- **Excerpted text**:

▶

From 08ce5eedf526181bccc64a3b9a3bb869bc06c38d Mon Sep 17 00:00:00 2001
From: Luca Wehrstedt <lcw@fb.com>
Date: Fri, 18 Jun 2021 05:12:27 -0700
Subject: [PATCH] [reland] Move RPC agents to libtorch (#60170)

Summary:
Pull Request resolved: https://github.com/pytorch/pytorch/pull/60170

Reland of #59939.

Test Plan: CI

Reviewed By: mrshenli

Differential Revision: D29193234

fbshipit-source-id: ee2a90d6be961c10f91361512bdd4cadca43dd60
---
 BUILD.bazel                                   |   2 +-
 caffe2/CMakeLists.txt                         |  57 +--------
 cmake/Dependencies.cmake                      |   7 ++
 test/cpp/rpc/CMakeLists.txt                   |   4 +-
 third_party/tensorpipe                        |   2 +-
 third_party/tensorpipe.BUILD                  | 112 ++++++++++--------
 tools/build_variables.bzl                     |  12 +-
 torch/CMakeLists.txt                          |   6 -
 torch/csrc/distributed/rpc/macros.h           |   5 -
 .../csrc/distributed/rpc/tensorpipe_agent.cpp |   1 -
 torch/csrc/distributed/rpc/tensorpipe_agent.h |   1 -
 .../csrc/distributed/rpc/tensorpipe_cuda.cpp  |   3 +-
 .../csrc/distributed/rpc/tensorpipe_utils.cpp |   1 -
 torch/csrc/distributed/rpc/tensorpipe_utils.h |   1 -
 14 files changed, 86 insertions(+), 128 deletions(-)

◀

- **What is needed**:
Condense the patch's file-change summary, starting "BUILD.bazel", into a short list that keeps its main figures. Work only from the patch above.

- **Stored records**:
▶

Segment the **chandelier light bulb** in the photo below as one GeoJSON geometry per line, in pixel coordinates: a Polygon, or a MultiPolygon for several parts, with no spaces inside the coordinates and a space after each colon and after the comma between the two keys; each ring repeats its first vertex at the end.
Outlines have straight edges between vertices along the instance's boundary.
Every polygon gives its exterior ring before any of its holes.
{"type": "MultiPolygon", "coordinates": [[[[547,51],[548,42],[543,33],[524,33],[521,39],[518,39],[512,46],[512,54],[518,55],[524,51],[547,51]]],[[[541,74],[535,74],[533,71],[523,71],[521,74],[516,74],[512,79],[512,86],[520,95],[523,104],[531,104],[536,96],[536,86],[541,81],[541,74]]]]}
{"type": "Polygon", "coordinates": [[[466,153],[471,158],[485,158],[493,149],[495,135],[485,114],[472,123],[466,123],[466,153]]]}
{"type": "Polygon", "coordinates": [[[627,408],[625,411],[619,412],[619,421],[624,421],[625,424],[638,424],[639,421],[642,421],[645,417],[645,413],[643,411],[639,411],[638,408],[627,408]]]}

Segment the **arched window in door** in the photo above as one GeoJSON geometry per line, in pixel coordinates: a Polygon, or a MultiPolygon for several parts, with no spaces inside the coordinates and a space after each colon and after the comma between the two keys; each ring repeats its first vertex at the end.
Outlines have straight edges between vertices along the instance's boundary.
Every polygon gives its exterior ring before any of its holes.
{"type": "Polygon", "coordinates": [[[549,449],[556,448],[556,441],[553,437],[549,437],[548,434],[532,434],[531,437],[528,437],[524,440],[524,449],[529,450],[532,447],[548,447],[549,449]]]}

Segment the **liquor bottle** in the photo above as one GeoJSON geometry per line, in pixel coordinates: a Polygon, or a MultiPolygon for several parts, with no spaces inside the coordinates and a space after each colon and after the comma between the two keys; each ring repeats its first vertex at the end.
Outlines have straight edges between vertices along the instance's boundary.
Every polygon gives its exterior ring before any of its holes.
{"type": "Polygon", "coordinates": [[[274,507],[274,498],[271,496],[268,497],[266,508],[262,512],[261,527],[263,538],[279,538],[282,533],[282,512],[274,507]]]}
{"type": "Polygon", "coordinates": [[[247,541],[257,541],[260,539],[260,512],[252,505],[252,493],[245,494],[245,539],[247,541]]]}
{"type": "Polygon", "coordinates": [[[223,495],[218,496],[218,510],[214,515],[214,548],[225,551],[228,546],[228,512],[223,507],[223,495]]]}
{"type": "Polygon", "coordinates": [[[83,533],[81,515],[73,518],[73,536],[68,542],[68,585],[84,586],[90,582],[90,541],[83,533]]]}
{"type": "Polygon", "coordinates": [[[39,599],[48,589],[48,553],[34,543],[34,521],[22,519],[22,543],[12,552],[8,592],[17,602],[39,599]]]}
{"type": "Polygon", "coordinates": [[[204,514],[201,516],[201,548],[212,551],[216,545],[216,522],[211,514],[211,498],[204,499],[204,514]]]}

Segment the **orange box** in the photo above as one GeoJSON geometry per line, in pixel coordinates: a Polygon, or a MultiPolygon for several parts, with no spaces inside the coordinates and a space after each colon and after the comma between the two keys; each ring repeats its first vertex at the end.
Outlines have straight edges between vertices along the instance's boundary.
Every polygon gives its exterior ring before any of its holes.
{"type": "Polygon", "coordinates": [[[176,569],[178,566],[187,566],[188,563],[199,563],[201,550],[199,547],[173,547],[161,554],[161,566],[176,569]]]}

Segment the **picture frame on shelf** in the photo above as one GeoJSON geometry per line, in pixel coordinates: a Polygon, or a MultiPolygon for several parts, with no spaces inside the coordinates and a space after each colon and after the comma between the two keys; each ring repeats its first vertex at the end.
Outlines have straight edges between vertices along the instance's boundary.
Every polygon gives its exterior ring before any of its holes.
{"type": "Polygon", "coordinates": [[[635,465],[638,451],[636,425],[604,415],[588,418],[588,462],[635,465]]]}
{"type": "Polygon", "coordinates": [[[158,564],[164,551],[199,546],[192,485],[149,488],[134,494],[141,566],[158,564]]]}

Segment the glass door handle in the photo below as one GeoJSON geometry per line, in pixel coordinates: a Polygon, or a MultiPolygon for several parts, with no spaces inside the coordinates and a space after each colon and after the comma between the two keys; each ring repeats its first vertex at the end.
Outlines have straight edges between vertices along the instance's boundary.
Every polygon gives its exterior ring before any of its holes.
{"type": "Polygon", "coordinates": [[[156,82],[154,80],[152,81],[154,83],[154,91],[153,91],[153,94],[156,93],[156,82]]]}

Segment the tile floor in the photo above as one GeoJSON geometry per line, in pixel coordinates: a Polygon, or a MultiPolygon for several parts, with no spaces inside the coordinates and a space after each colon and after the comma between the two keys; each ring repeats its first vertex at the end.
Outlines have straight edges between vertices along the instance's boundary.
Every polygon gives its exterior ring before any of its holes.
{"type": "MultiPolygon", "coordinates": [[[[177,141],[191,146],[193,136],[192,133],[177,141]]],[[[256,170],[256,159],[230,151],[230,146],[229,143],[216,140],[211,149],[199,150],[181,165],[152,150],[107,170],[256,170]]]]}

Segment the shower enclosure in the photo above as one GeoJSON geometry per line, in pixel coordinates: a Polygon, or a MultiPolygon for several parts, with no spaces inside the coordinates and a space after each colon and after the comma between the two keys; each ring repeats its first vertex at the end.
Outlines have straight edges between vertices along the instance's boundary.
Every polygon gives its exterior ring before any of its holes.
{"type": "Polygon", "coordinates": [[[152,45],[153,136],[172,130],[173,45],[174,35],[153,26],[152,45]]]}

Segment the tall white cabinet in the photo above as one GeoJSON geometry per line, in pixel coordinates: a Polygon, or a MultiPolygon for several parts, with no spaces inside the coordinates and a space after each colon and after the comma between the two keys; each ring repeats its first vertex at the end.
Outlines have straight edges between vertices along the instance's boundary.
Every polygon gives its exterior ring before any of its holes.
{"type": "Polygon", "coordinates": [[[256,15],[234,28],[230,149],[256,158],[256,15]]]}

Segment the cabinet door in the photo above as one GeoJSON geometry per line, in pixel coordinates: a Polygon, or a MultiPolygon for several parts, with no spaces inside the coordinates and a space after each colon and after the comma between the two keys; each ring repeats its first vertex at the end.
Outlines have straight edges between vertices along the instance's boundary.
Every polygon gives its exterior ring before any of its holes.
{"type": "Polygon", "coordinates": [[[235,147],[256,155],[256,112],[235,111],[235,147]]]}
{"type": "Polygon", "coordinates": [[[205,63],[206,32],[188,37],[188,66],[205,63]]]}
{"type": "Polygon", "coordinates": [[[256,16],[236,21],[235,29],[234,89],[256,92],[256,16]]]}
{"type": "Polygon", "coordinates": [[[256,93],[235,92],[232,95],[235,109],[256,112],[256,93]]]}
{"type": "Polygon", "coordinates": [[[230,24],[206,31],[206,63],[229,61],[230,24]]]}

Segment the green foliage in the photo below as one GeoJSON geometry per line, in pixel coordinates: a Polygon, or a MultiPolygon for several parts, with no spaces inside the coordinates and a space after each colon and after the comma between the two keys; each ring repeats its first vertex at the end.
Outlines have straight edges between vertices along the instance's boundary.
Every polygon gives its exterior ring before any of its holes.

◀

- **Expected output**:
- 14 files changed, with 86 insertions and 128 deletions in total.
- Largest changes:
  - third_party/tensorpipe.BUILD: 112 lines
  - caffe2/CMakeLists.txt: 57 lines, almost all deletions
  - tools/build_variables.bzl: 12 lines
  - cmake/Dependencies.cmake: 7 lines added
  - torch/CMakeLists.txt: 6 lines removed
  - torch/csrc/distributed/rpc/macros.h: 5 lines removed
- The remaining files each change by 4 lines or fewer:
  - BUILD.bazel
  - test/cpp/rpc/CMakeLists.txt
  - third_party/tensorpipe
  - the tensorpipe agent, CUDA and utils files under csrc/distributed/rpc